SOURCE ->

◇ ◇ ◇ ◇ ◇

No doubt you've heard the expression 'tough love.' Here we go a step farther and
deliver a technical trading reality slap!
Due to our fond affection for the ephemeral pip we will be directing our remarks
to Forex traders, however these comments would apply equally well to traders of
other markets, be it baseball cards, beanie babies or stocks.
We're here to skewer a sacred cow; that holiest of holy technical indicators,
brought down from Mystery Mountain on the same tablet as the slow stochastic,
but that's an article for another time.
We're speaking of the venerable Moving Average Convergence Divergence or simply
MACD.
Enough articles have been written about the MACD to repopulate half the world's
rain forests. Perhaps this will be the last. Although given human nature we'd
have to forecast (without using the MACD) that more trees will needlessly die.
Here it is with both barrels: the MACD doesn't work. It's a glorified (if more
complex) moving average, and moving averages are pathetic in forecasting price
direction. They're great for telling you where, how and when price has already
been -- but that's in the past, and there's a reason why they call this
futures and not histories.
When applied over a long enough time frame a given moving average will be right
half the time and wrong the other: the very definition of randomness. Jimmy the
Greek would take a pass.
It's true that when paired with a second moving average of differing and
reasonable periodicity (3:1, 4:1, 5:1, etc.) it is possible to maintain a modest
positive trading expectancy over a sufficient number of trades, but a pair of
endlessly crisscrossing moving averages will 'get you in' too late and just as
often 'get you out' even later the vast majority of the time.
The MACD is a seductive indicator: by eschewing the simple moving average in
favor of the exponential it is just advanced enough to entice the delight of the
technically-minded, but not so arcane as to perplex the most propeller-driven
beanied amongst us.
As for sex appeal, it's got two colorfully wavy lines crossing back and forth
over each other (that's to keep you hypnotized), plus this really cool histogram
in the middle for an added air of sophistication. Of course, you could program
charting software to reprint the physical separation between any two
moving lines, but so far only the MACD holds that claim, and it's an attribute
that fascinates.

◇ ◇ ◇ ◇ ◇

RECORDS ->
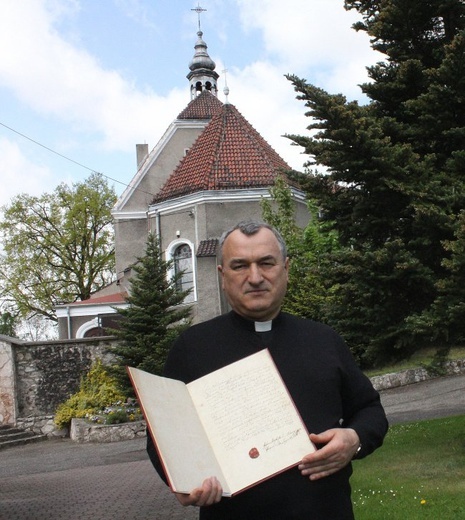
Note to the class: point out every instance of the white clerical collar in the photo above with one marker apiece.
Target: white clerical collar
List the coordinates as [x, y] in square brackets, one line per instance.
[263, 326]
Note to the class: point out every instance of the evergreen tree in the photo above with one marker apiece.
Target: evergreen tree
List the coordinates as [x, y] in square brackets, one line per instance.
[7, 324]
[154, 318]
[394, 186]
[310, 253]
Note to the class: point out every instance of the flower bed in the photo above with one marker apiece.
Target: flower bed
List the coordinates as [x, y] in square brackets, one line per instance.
[84, 431]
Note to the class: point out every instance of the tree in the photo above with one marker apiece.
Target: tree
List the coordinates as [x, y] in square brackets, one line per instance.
[57, 247]
[394, 186]
[154, 318]
[310, 252]
[7, 324]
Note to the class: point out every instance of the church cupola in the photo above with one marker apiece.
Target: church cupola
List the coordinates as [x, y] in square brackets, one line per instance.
[202, 75]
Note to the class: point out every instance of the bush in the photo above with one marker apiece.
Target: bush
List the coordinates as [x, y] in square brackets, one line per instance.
[97, 390]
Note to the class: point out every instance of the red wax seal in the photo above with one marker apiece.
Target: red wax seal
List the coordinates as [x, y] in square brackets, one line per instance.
[254, 453]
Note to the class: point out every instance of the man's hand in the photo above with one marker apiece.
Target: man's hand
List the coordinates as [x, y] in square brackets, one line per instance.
[340, 445]
[209, 493]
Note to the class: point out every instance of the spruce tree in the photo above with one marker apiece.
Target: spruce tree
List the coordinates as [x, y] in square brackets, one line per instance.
[393, 185]
[154, 318]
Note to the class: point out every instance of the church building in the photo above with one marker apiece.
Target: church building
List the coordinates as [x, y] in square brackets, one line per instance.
[208, 171]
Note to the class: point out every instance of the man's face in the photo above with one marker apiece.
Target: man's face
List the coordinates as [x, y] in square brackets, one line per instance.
[254, 273]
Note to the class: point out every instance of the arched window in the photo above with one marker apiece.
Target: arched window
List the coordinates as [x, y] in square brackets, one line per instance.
[182, 263]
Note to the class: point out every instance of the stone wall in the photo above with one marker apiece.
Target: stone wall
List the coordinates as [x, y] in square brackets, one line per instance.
[415, 375]
[36, 377]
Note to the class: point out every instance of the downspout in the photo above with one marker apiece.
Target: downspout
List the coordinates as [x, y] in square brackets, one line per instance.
[68, 320]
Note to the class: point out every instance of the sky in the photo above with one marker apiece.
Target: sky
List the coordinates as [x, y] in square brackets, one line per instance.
[83, 81]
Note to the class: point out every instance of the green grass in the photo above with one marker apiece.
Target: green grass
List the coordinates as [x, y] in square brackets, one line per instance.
[419, 358]
[419, 473]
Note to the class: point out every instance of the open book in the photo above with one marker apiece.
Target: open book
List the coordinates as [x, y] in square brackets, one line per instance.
[238, 423]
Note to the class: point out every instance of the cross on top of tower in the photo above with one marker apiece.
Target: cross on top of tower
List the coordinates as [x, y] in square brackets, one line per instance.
[199, 10]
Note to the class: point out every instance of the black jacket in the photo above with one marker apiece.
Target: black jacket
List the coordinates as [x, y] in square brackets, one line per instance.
[327, 387]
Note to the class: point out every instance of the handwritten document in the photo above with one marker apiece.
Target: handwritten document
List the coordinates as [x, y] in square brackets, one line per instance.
[238, 423]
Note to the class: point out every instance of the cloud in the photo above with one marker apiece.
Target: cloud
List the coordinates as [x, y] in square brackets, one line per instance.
[18, 171]
[56, 79]
[313, 38]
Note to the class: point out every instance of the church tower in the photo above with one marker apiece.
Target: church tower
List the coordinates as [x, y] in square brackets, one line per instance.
[202, 75]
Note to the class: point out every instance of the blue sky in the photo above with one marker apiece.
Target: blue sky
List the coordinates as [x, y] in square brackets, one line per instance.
[92, 78]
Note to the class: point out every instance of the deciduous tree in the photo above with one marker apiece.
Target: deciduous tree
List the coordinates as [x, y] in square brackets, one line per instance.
[58, 247]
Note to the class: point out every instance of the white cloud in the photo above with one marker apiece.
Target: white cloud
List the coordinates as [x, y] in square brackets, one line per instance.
[18, 173]
[95, 109]
[54, 78]
[313, 38]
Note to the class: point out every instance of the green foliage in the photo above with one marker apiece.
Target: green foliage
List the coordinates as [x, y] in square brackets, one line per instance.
[97, 390]
[7, 324]
[155, 317]
[57, 247]
[393, 187]
[310, 253]
[117, 417]
[417, 474]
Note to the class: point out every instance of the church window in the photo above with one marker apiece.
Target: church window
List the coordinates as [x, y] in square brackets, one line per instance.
[182, 260]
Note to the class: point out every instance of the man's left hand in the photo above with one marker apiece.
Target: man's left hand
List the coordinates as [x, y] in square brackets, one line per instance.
[340, 445]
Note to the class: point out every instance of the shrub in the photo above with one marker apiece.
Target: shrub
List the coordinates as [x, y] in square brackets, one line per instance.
[96, 391]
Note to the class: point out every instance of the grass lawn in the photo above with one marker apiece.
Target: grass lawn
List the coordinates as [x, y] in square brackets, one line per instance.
[420, 358]
[419, 473]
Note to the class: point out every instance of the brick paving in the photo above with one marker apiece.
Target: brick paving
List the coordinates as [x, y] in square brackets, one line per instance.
[61, 479]
[56, 480]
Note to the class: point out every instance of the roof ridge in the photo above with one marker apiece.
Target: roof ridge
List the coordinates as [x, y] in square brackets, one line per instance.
[229, 154]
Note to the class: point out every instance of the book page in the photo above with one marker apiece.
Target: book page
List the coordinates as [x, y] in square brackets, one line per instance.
[253, 425]
[177, 432]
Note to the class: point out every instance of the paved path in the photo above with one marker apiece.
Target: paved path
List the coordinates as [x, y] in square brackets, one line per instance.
[60, 479]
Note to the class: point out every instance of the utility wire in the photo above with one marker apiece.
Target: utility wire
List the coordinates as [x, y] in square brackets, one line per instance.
[71, 160]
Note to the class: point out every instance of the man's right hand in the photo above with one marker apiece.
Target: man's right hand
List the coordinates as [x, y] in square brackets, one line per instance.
[209, 493]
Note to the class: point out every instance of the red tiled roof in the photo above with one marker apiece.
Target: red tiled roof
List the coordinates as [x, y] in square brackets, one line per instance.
[204, 106]
[228, 154]
[207, 247]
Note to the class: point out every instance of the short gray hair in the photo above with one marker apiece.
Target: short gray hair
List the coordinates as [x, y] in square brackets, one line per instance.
[249, 228]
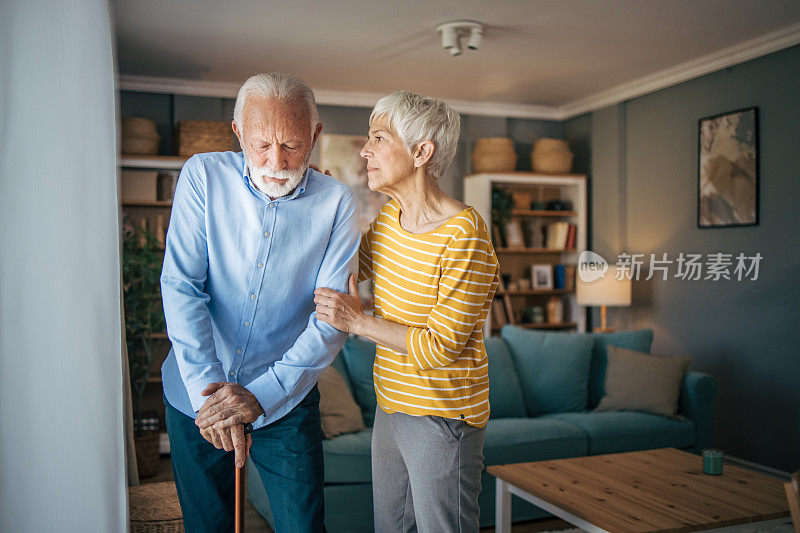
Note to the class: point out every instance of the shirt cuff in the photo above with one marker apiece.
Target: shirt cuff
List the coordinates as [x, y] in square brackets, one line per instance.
[269, 393]
[194, 389]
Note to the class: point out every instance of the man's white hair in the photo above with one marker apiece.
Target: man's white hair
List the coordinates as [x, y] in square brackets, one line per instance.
[277, 85]
[417, 118]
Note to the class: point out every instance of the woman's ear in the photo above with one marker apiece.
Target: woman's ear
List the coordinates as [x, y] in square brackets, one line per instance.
[423, 153]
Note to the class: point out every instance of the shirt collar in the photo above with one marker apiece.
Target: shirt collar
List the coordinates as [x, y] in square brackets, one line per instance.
[301, 187]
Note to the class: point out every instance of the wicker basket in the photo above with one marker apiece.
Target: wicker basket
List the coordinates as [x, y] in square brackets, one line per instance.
[198, 136]
[147, 456]
[139, 136]
[155, 508]
[494, 154]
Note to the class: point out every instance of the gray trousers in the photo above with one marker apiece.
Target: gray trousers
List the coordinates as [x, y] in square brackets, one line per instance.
[426, 473]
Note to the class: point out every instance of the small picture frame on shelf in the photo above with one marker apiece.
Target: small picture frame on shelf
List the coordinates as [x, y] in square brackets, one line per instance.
[542, 276]
[514, 236]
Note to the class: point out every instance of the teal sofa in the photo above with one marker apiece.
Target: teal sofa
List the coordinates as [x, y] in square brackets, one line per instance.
[543, 389]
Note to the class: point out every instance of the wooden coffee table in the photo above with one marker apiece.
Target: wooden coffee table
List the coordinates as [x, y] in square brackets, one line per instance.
[650, 490]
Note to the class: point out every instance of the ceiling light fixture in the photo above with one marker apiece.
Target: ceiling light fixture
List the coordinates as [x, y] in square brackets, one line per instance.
[453, 32]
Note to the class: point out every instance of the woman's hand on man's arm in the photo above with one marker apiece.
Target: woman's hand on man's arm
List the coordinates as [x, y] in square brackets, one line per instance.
[344, 312]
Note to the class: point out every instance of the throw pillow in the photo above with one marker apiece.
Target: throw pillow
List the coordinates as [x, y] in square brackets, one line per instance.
[639, 340]
[359, 356]
[338, 410]
[553, 368]
[505, 394]
[639, 381]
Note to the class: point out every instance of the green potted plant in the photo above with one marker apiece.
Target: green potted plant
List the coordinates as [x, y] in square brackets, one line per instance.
[144, 316]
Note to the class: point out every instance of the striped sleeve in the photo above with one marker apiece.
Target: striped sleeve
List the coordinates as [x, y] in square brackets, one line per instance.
[365, 255]
[469, 278]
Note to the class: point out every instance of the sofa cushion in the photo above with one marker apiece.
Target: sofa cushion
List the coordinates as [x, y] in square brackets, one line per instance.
[638, 381]
[338, 411]
[639, 340]
[627, 431]
[341, 368]
[359, 356]
[553, 368]
[514, 440]
[505, 393]
[347, 458]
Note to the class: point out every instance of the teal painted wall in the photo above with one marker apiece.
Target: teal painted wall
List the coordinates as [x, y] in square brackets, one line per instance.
[166, 109]
[644, 200]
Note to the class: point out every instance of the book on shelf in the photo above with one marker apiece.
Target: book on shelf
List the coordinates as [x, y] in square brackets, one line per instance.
[557, 235]
[514, 235]
[571, 236]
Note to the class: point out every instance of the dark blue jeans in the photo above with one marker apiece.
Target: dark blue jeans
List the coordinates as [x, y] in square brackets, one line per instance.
[287, 453]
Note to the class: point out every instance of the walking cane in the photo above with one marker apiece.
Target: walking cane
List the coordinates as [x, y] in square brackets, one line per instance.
[238, 521]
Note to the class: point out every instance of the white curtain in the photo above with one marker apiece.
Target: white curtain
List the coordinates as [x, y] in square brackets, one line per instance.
[62, 457]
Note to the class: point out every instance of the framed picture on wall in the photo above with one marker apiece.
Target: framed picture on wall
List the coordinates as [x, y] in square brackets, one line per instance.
[727, 174]
[542, 276]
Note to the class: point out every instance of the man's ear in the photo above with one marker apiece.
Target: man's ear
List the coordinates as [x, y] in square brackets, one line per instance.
[423, 153]
[317, 131]
[238, 133]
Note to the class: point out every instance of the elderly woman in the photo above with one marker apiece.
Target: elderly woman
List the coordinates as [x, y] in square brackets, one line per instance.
[434, 273]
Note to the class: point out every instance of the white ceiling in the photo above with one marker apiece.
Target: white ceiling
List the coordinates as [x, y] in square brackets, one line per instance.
[552, 53]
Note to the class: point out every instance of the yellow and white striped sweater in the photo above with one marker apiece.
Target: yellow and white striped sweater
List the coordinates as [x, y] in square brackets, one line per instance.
[441, 285]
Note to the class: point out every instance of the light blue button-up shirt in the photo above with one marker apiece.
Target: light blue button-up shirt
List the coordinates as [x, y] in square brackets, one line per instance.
[238, 283]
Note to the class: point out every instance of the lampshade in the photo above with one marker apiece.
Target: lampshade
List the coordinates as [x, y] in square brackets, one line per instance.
[604, 291]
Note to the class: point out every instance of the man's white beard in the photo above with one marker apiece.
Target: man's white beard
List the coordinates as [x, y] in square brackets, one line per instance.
[260, 176]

◇ ◇ ◇ ◇ ◇

SHORT PROBLEM 1 -> In the piece on the MACD, which kind of moving average does the MACD use instead of the simple moving average?
SHORT PROBLEM 2 -> List the markets other than Forex that the piece on the MACD names as places where its comments would also apply.
SHORT PROBLEM 3 -> Continue the piece on the MACD from its last sentence.

OUTPUT 1 -> The exponential moving average.

OUTPUT 2 -> Baseball cards, beanie babies, stocks

OUTPUT 3 ->
But the true allure of the MACD is that it requires -- ta, da! --
interpretation. This fact alone has guaranteed the MACD perpetual
placement in the pantheon of trading studies. For once a thing can be
interpreted, it can be elevated to mystical status. From there it's just a short
trip to worship which is where the MACD finds itself today.
MACD apologists would argue that we're being too harsh. That looking back there
are countless times when the venerable work horse presaged a profitable move. No
doubt. Of course that would also be true of tea leaves, drifting clouds or a
spinning Coke bottle. Even a stopped clock is correct 730 times a year.
Alas, when used as an entry signal to the lush pip-filled world lurking just
beyond the hard right edge of our computer screen, the MACD fails time and again
as one would expect from any mathematically AVERAGED smoothing of PAST price
action.
If only one could trade in reverse!
Those inclined to count how many pips can fit on the head of a pin might wish to
tweak their MACD in an attempt to make it even more 'predictive.' To our way of
thinking this is like feeding a variety of performance enhancing drugs to a
snail and watching to see if its meandering trail bends just a little more to
our liking. But would it help us to know where the snail is going next? No, we
won't have a clue, and the snail probably won't either.
The MACD uses as its farthest backward looking value 26 periods. On a 15 minute
chart, 26 periods total 6 hours and 30 minutes. Fifteen minutes goes by pretty
fast. There are 96 such periods in a 24 hour day, 480 in a 5 day trading week. A
single period of 15 minutes is really just noise in the larger scheme of things.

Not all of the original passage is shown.